:: INPUT FOR THIS TASK

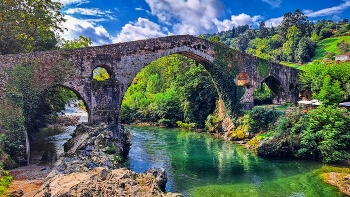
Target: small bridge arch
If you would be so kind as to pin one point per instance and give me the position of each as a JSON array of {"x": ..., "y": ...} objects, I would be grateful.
[{"x": 124, "y": 60}]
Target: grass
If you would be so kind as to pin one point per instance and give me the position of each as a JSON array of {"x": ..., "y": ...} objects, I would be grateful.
[{"x": 329, "y": 45}]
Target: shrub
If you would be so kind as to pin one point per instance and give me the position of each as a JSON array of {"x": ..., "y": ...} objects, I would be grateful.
[{"x": 260, "y": 119}]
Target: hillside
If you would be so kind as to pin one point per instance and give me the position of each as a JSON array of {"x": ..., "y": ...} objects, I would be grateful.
[{"x": 329, "y": 45}]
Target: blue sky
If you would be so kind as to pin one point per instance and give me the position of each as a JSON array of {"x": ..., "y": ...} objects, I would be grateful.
[{"x": 112, "y": 21}]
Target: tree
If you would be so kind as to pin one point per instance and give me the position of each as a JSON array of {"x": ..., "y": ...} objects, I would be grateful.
[
  {"x": 289, "y": 47},
  {"x": 260, "y": 48},
  {"x": 215, "y": 38},
  {"x": 326, "y": 33},
  {"x": 330, "y": 92},
  {"x": 305, "y": 51},
  {"x": 326, "y": 136},
  {"x": 28, "y": 25}
]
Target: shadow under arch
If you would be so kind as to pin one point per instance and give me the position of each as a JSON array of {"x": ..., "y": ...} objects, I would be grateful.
[
  {"x": 161, "y": 69},
  {"x": 101, "y": 71},
  {"x": 79, "y": 98}
]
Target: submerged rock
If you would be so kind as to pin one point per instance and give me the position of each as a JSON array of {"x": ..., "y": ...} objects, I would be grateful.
[
  {"x": 88, "y": 168},
  {"x": 340, "y": 180},
  {"x": 103, "y": 182}
]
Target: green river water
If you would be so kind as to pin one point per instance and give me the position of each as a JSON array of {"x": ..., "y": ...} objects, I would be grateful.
[{"x": 199, "y": 165}]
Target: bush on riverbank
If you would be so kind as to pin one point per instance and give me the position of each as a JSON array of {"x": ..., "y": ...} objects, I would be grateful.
[
  {"x": 5, "y": 180},
  {"x": 171, "y": 89},
  {"x": 321, "y": 134}
]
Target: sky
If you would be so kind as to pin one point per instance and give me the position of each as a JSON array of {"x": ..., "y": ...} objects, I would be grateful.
[{"x": 113, "y": 21}]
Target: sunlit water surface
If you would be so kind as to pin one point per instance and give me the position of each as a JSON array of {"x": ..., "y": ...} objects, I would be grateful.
[{"x": 199, "y": 165}]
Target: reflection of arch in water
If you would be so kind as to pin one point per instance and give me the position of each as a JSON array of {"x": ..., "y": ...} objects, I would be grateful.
[
  {"x": 79, "y": 98},
  {"x": 102, "y": 73}
]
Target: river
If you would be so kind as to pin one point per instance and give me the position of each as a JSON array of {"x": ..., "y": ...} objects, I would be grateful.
[
  {"x": 47, "y": 145},
  {"x": 199, "y": 165}
]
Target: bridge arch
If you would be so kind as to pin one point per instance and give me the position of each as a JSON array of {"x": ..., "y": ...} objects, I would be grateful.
[{"x": 124, "y": 60}]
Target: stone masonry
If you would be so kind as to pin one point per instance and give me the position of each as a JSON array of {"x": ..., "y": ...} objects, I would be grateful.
[{"x": 124, "y": 60}]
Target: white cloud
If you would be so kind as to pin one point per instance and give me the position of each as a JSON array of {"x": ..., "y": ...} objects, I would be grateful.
[
  {"x": 328, "y": 11},
  {"x": 69, "y": 2},
  {"x": 76, "y": 27},
  {"x": 273, "y": 3},
  {"x": 236, "y": 20},
  {"x": 87, "y": 11},
  {"x": 187, "y": 16},
  {"x": 141, "y": 29},
  {"x": 274, "y": 22}
]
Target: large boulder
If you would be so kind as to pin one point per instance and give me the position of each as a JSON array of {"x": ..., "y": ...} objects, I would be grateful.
[{"x": 102, "y": 182}]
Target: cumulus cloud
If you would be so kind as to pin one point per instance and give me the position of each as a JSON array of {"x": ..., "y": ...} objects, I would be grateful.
[
  {"x": 236, "y": 20},
  {"x": 328, "y": 11},
  {"x": 69, "y": 2},
  {"x": 141, "y": 29},
  {"x": 76, "y": 27},
  {"x": 187, "y": 16},
  {"x": 87, "y": 11},
  {"x": 273, "y": 3}
]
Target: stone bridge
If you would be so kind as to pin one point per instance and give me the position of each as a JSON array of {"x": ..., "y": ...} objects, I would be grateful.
[{"x": 235, "y": 74}]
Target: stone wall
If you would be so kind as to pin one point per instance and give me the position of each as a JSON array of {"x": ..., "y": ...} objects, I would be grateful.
[{"x": 124, "y": 61}]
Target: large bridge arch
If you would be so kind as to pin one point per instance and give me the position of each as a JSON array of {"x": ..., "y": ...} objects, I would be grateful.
[{"x": 124, "y": 60}]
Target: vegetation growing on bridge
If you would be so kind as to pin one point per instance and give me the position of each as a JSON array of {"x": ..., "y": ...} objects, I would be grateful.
[{"x": 170, "y": 89}]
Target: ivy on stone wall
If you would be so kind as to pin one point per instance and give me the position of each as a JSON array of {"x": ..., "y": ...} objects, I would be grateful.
[
  {"x": 263, "y": 68},
  {"x": 224, "y": 72}
]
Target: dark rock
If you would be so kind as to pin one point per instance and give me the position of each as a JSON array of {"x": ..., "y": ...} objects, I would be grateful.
[
  {"x": 160, "y": 175},
  {"x": 17, "y": 193}
]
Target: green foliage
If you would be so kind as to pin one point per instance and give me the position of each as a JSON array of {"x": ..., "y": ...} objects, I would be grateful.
[
  {"x": 29, "y": 98},
  {"x": 212, "y": 123},
  {"x": 81, "y": 42},
  {"x": 330, "y": 93},
  {"x": 261, "y": 119},
  {"x": 262, "y": 95},
  {"x": 170, "y": 89},
  {"x": 329, "y": 45},
  {"x": 223, "y": 72},
  {"x": 186, "y": 125},
  {"x": 343, "y": 46},
  {"x": 326, "y": 136},
  {"x": 5, "y": 180},
  {"x": 305, "y": 51},
  {"x": 100, "y": 74},
  {"x": 35, "y": 93},
  {"x": 289, "y": 47},
  {"x": 111, "y": 149},
  {"x": 28, "y": 25},
  {"x": 263, "y": 68},
  {"x": 332, "y": 79}
]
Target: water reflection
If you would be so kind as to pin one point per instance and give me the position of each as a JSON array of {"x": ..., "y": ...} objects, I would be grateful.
[
  {"x": 198, "y": 165},
  {"x": 47, "y": 145}
]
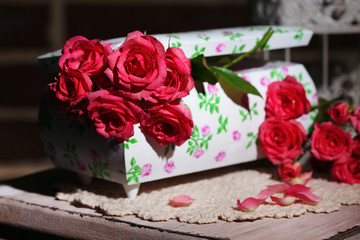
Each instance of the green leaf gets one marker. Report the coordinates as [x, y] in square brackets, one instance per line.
[200, 70]
[235, 81]
[217, 100]
[137, 168]
[129, 179]
[133, 140]
[133, 161]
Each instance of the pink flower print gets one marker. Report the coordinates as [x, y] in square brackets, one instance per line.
[265, 81]
[81, 166]
[198, 153]
[213, 89]
[247, 78]
[205, 130]
[51, 148]
[236, 136]
[169, 166]
[146, 170]
[285, 70]
[94, 156]
[220, 47]
[220, 156]
[315, 98]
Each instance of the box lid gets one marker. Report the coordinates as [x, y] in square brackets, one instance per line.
[214, 42]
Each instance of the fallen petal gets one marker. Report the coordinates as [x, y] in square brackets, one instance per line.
[181, 201]
[302, 179]
[284, 201]
[248, 205]
[308, 198]
[264, 194]
[279, 188]
[298, 188]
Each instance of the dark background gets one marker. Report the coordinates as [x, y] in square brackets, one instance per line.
[32, 28]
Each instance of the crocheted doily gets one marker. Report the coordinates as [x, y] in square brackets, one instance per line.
[215, 193]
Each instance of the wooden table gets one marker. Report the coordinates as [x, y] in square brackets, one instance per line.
[29, 203]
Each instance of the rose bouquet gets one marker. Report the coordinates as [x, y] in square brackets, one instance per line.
[138, 83]
[333, 140]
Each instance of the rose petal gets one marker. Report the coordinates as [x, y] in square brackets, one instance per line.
[308, 197]
[279, 188]
[264, 194]
[284, 201]
[302, 179]
[298, 188]
[248, 205]
[181, 200]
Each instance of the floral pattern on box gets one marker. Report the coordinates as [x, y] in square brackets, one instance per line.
[224, 134]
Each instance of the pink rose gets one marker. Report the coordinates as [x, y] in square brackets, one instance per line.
[88, 57]
[347, 171]
[340, 113]
[356, 146]
[286, 99]
[355, 119]
[329, 142]
[178, 82]
[170, 124]
[138, 67]
[281, 140]
[169, 166]
[69, 89]
[198, 153]
[113, 116]
[213, 89]
[146, 170]
[220, 156]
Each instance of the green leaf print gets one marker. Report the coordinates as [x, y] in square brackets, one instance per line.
[253, 138]
[248, 114]
[206, 38]
[198, 141]
[209, 102]
[238, 49]
[232, 35]
[134, 171]
[223, 123]
[276, 74]
[198, 51]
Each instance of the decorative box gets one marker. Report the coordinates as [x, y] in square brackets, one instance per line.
[224, 133]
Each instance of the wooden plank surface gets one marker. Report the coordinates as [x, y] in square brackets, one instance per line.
[29, 202]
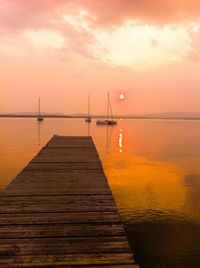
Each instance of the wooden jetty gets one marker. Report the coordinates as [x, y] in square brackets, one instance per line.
[59, 212]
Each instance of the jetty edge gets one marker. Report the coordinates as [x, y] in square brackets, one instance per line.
[59, 211]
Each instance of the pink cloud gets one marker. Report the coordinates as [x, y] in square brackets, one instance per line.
[20, 14]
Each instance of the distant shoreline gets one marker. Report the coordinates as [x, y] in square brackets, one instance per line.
[98, 116]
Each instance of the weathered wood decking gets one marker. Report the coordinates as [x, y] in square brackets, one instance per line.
[59, 212]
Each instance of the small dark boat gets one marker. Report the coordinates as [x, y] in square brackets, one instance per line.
[109, 121]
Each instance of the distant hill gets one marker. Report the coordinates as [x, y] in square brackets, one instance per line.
[175, 115]
[166, 115]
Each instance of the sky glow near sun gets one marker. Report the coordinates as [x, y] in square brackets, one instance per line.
[79, 48]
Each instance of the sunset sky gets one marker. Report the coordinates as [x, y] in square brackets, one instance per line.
[62, 50]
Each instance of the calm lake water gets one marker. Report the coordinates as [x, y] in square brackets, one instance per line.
[153, 168]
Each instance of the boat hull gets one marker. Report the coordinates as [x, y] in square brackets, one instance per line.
[106, 122]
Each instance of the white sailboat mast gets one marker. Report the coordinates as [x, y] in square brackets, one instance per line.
[39, 106]
[88, 106]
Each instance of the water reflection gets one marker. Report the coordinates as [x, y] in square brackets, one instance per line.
[154, 176]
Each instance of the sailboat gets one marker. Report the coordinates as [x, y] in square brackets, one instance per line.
[88, 118]
[109, 121]
[39, 118]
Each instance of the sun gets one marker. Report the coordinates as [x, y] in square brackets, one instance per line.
[121, 96]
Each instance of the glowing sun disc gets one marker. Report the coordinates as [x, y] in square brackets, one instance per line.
[121, 97]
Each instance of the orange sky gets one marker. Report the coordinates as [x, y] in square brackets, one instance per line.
[63, 50]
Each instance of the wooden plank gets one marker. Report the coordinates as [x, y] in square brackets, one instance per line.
[60, 230]
[65, 166]
[68, 260]
[58, 218]
[59, 212]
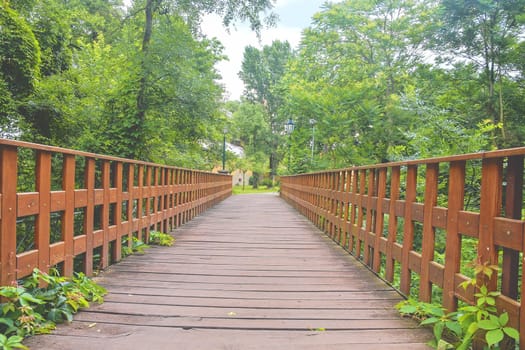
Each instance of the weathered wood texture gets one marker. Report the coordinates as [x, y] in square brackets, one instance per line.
[251, 273]
[414, 217]
[82, 206]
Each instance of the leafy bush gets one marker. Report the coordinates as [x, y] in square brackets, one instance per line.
[478, 323]
[41, 301]
[162, 239]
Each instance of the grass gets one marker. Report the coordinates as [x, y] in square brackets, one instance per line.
[251, 190]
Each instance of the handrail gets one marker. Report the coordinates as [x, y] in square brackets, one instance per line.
[84, 206]
[407, 222]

::::

Add 43 to every coordinate in the answers, starting with the line that contains "Each instance of the wooden plank gets" and going on through the end of the entries. Write out all of those lines again with the new numbers, but leave the picture out.

Each instance of the wooden plank gets one marker. Report the coordinates as [x, y] in square brackets, one instance per line.
[103, 273]
[108, 209]
[111, 303]
[101, 261]
[102, 255]
Each instance of the weathered wood texture gets one marker. Report the coordinates as [x, y] in square brackets, one instance per line.
[294, 316]
[457, 260]
[125, 249]
Each instance of the leafy bush gets one marker. Report the coordinates as [x, y] in square brackets, one instance per line.
[521, 366]
[84, 344]
[205, 282]
Each instance of the grass gets one marker. Report the coordinates as [x, y] in square brackets, one instance per line.
[294, 233]
Each instance of the handrail gets one marker. Report the coordinates as [x, y] in square brackets, one instance per line.
[127, 249]
[450, 265]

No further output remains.